■ **PASSAGE**:

———

Extreme weather playing a role in blood crisis

In just the first week of January alone, the Red Cross had more than 60 blood drives canceled due to winter storms.

WASHINGTON, D.C. -- The American Red Cross declared the first-ever blood crisis on Tuesday and warned that continued low donations could impact patient care.

The organization cited numerous causes for the decline, including Covid-19, staffing challenges and severe weather.

A spokesperson highlighted wildfires in the West, tornadoes in the heartland and the recent winter weather in the Midwest and East as playing a role in the blood crisis.

The Red Cross reported more than 60 blood drives were canceled due to snow and cold temperatures in just the first week of January.

"More blood drives are anticipated to be affected by winter weather in the weeks ahead, further complicating efforts to rebuild the nation’s blood supply," Jenelle Eli, an American Red Cross spokesperson, said.

The Red Cross said the blood drives that were canceled earlier in the month could have produced around 2,000 blood and platelet donations.

———

■ **EXTRACTED MATERIAL**:
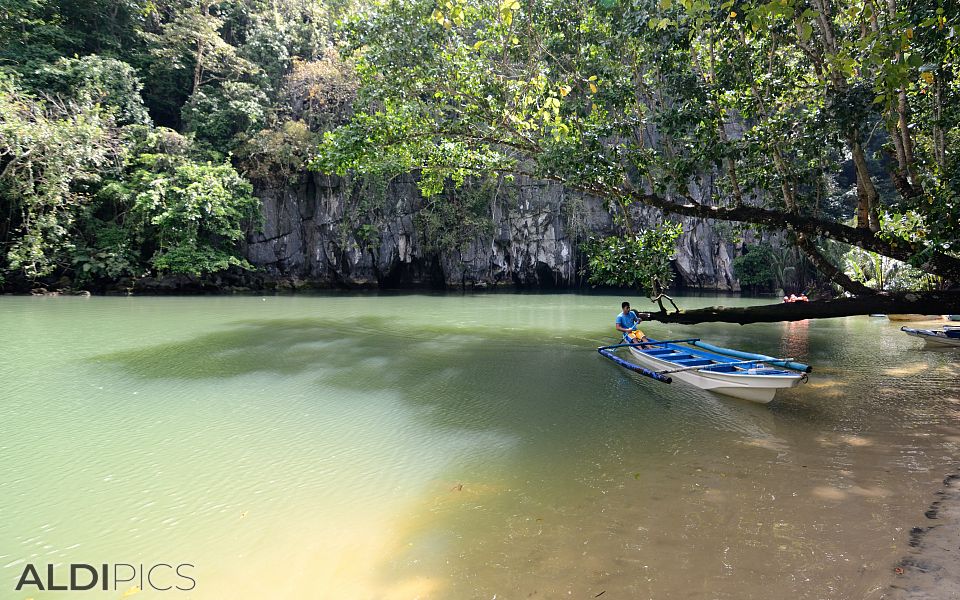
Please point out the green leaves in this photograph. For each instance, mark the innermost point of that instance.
(634, 261)
(193, 215)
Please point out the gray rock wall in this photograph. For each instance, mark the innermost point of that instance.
(313, 232)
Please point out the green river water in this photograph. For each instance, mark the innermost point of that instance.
(455, 446)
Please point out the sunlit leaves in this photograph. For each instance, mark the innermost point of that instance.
(635, 261)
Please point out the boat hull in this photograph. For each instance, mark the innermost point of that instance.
(755, 388)
(931, 338)
(913, 317)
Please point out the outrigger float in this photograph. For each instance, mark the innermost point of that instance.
(936, 338)
(754, 377)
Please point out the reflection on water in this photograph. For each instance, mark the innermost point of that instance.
(456, 447)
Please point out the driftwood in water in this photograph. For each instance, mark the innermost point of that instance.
(926, 303)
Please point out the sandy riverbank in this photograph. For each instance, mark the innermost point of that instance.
(931, 569)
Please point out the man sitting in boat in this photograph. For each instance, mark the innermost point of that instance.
(627, 324)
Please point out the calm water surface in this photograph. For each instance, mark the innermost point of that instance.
(411, 446)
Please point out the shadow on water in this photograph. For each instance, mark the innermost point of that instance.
(572, 420)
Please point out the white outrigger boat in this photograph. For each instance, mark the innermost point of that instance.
(949, 336)
(753, 377)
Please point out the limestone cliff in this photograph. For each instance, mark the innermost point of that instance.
(325, 230)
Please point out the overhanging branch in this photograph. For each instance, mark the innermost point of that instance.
(926, 303)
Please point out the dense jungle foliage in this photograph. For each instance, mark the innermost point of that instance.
(130, 129)
(835, 121)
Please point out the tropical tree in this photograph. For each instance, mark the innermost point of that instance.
(737, 111)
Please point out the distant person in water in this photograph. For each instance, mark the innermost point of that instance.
(627, 324)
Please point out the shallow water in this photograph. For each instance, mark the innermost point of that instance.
(450, 446)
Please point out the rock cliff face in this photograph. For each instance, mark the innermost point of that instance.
(314, 232)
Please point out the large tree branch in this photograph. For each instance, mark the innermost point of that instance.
(937, 262)
(927, 303)
(829, 269)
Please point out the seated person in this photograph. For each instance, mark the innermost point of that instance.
(627, 324)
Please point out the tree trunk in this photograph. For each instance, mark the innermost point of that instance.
(927, 303)
(868, 198)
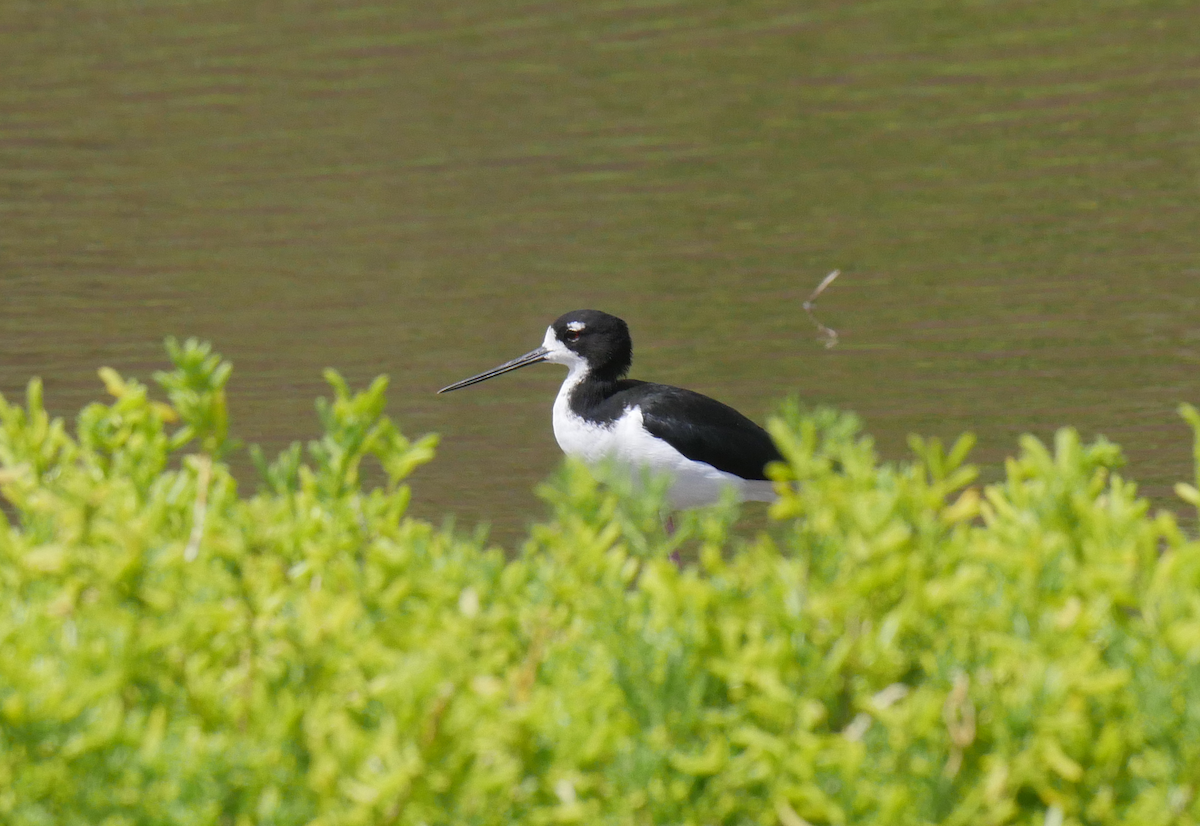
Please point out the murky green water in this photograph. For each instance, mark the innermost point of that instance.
(1009, 189)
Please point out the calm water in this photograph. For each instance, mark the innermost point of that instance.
(1009, 189)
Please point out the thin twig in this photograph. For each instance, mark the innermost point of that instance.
(828, 335)
(201, 509)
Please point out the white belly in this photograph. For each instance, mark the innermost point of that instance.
(625, 441)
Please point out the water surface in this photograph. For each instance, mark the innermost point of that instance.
(1009, 189)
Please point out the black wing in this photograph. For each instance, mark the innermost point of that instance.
(705, 430)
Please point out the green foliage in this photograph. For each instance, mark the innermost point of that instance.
(900, 647)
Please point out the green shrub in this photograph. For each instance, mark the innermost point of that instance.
(898, 648)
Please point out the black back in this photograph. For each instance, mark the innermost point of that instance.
(700, 428)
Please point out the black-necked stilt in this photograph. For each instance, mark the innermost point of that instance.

———

■ **WHAT THE EXERCISE ASKS**: Continue the article about extreme weather and the Red Cross blood crisis, beginning after its last sentence.

■ **ANSWER SECTION**:
Eli encouraged potential blood donors in areas that escape winter’s wrath to donate and help make for the lack of turnout in other regions.

Since March of 2020, the Red Cross has reported around a 10 percent decline in donors.

This decline has led some medical facilities to not receive upwards of one-quarter of the requested blood products.

"Every community in America needs blood on a daily basis. At a time when many businesses and organizations across the country are experiencing pandemic challenges – the Red Cross is no different," Dr. Pampee Young, chief medical officer of the Red Cross, said in a statement.

To donate, visit RedCrossBlood.org or call 1-800-RED CROSS (1-800-733-2767) to find the nearest center.